** TASK ITEM **
Gather every line of the entries that includes the word "upper".

** DATA PROVIDED **

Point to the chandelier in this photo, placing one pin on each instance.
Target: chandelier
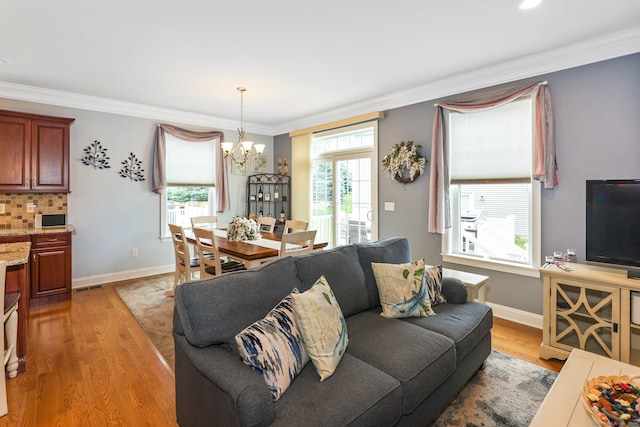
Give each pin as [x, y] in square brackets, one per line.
[242, 150]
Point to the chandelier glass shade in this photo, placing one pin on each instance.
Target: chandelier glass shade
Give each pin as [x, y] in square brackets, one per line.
[242, 150]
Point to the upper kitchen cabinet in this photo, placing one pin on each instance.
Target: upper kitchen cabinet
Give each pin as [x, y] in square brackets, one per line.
[35, 153]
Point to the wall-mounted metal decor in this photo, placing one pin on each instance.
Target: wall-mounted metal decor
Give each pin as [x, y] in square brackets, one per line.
[96, 155]
[132, 168]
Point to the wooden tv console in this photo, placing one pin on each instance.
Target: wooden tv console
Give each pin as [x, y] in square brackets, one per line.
[589, 308]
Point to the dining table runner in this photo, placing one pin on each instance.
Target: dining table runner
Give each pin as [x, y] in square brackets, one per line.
[265, 243]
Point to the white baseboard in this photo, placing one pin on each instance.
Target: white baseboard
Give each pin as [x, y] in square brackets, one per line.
[515, 315]
[84, 282]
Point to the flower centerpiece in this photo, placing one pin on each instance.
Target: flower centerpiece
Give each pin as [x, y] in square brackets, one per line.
[241, 229]
[404, 163]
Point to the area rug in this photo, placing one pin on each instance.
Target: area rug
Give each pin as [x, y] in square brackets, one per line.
[151, 303]
[506, 393]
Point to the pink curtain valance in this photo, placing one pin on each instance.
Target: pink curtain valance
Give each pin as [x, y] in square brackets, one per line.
[544, 150]
[159, 176]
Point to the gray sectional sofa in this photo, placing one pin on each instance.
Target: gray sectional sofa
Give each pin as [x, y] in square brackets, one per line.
[394, 372]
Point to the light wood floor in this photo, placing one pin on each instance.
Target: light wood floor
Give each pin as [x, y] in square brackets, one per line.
[90, 364]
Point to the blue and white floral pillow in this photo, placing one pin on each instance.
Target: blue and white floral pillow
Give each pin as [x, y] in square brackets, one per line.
[403, 289]
[273, 346]
[322, 326]
[433, 277]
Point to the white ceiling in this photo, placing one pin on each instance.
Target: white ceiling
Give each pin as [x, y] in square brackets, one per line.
[303, 63]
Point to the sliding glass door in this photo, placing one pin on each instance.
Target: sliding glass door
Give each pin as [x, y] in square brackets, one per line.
[343, 186]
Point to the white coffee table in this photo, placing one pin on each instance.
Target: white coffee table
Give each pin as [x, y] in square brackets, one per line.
[563, 404]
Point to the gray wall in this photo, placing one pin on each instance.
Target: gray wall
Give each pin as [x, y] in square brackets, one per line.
[113, 214]
[597, 124]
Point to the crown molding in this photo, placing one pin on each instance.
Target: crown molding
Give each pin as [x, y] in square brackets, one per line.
[594, 50]
[105, 105]
[590, 51]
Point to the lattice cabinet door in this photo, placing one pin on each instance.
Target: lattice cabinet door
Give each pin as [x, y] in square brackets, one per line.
[585, 316]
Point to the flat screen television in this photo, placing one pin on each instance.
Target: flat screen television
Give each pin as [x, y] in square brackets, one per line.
[613, 224]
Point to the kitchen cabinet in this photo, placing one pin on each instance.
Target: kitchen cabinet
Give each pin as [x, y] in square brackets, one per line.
[35, 153]
[589, 308]
[17, 280]
[50, 267]
[269, 195]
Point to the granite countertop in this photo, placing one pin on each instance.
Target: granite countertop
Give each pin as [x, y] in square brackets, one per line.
[30, 231]
[15, 253]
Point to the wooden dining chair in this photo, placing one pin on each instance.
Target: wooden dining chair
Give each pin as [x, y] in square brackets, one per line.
[205, 221]
[215, 265]
[10, 330]
[266, 224]
[186, 265]
[292, 225]
[303, 241]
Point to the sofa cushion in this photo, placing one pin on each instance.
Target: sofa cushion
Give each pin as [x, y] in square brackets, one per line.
[322, 326]
[466, 324]
[420, 359]
[391, 251]
[357, 394]
[213, 311]
[433, 277]
[341, 268]
[273, 347]
[402, 289]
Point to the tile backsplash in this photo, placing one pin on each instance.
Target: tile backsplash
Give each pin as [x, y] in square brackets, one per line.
[16, 206]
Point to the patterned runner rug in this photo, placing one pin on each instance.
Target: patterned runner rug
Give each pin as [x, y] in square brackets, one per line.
[506, 393]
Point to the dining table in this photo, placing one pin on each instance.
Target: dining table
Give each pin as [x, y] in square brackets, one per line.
[251, 253]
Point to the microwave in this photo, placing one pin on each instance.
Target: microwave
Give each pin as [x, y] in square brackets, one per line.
[51, 220]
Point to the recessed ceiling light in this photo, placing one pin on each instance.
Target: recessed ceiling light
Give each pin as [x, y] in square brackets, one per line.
[529, 4]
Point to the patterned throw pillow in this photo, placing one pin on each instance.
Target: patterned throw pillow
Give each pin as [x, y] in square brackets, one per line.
[322, 326]
[403, 289]
[273, 347]
[433, 276]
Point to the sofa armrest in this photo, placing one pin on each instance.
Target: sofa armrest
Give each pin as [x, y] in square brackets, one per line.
[454, 290]
[231, 392]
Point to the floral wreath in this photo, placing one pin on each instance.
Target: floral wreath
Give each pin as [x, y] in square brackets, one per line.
[404, 163]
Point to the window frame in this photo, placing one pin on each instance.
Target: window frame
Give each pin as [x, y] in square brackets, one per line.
[341, 154]
[529, 269]
[165, 235]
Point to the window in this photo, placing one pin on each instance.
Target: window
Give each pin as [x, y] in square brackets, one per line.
[495, 208]
[190, 173]
[343, 183]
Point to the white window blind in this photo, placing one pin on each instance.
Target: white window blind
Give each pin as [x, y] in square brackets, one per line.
[190, 164]
[493, 145]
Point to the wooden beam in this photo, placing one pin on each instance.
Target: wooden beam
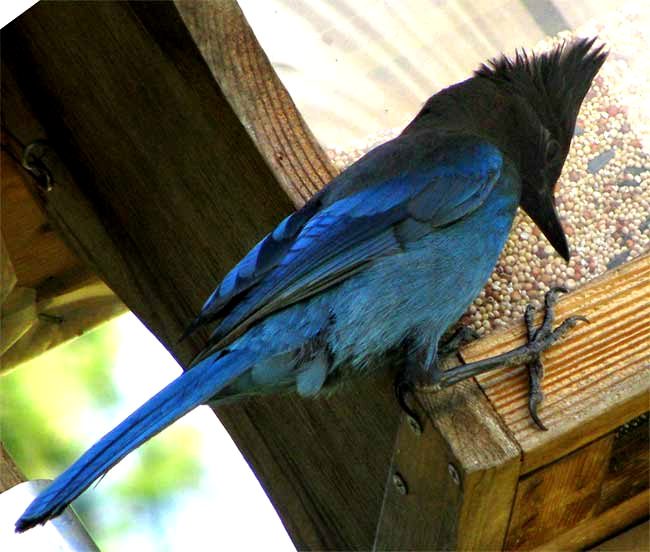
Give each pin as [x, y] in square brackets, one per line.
[595, 381]
[160, 189]
[10, 474]
[451, 487]
[54, 297]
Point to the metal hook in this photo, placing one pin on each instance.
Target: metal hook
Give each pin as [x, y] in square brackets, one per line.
[32, 161]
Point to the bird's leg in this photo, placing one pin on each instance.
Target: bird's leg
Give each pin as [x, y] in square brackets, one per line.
[530, 354]
[460, 337]
[404, 386]
[405, 383]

** OUTPUT FOR THIS EXERCISE **
Point to the upper kitchen cabinet in this photo, placing one pin on each instance.
Target: upper kitchen cabinet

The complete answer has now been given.